Opdracht 1:
In welk artikel is art. 14 van de richtlijn volgens het fragment over de kostenveroordeling een op een overgenomen?
Opdracht 2:
Vertaal deze zin uit het fragment over de kostenveroordeling naar het Engels: "Vallen hieronder als gerechtskosten alleen de kosten ter voorbereiding van de gedingstukken en ter instructie van de zaak?"

Strookt deze benadering wel met de strekking van art. 14 van de richtlijn (welk artikel overigens een op een is overgenomen in het reeds genoemde art. 1019 h Rv.) nu de minister er kennelijk van uit gaat, dat voor een kostenveroordeling de intentie van de inbreukmaker en de omvang en het karakter van de inbreuk een rol kunnen (of moeten?) spelen. (Vgl. hierover o.m. het artikel van D.J.G.Visser en A.Tsoutsanis in het NJB van 29 september 2006.) Welke (soorten van) kosten zouden volgens de minister bij de vaststelling van de kostenveroordeling in aanmerking moeten worden genomen om toch vooral een richtlijn conforme interpretatie te garanderen? Vallen hieronder als gerechtskosten alleen de kosten ter voorbereiding van de gedingstukken en ter instructie van de zaak? En vallen onder de «andere kosten die de in het gelijk gestelde partij heeft gemaakt» ook opinies van deskundigen en de kosten van octrooigemachtigden? Gaat de minister er van uit, dat al deze kosten – in beginsel – voor volledige vergoeding in aanmerking komen, zodat alleen de billijkheid als matigingsgrond kan worden gehanteerd?

Brongegevens:
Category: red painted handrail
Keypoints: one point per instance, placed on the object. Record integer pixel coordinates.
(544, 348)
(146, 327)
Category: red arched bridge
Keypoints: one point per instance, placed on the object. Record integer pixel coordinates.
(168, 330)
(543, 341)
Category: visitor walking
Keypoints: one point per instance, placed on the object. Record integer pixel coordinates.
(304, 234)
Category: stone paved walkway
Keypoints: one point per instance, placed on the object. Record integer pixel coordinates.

Verwacht antwoord 1:
In art. 1019 h Rv.

Verwacht antwoord 2:
Do these include, as court costs, only the costs of preparing the procedural documents and of instructing the case?